A word-for-word transcript of the closing lines is required: from the one with "Please locate the white" through the final line of the data.

(Records from a collection)
^^^^
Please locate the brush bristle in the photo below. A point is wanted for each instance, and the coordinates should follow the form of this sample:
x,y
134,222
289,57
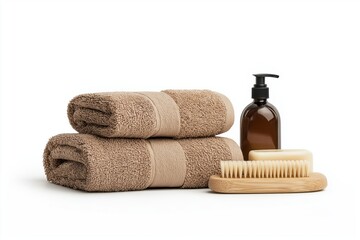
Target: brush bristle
x,y
266,169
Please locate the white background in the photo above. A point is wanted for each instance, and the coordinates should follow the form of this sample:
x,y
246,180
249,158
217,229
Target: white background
x,y
54,50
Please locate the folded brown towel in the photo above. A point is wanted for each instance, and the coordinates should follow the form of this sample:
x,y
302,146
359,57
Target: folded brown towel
x,y
92,163
170,113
^^^^
Written solution:
Please locate the white background in the photo above. A point is wanted for each instance, and the coordinates should follow the form of this sample:
x,y
246,180
249,158
217,229
Target: white background
x,y
54,50
Please locate the folded brown towel in the photo above. A point is wanted for each instance, and the coordinates should follow the form of this sample:
x,y
302,146
359,57
Target: folded brown towel
x,y
92,163
170,113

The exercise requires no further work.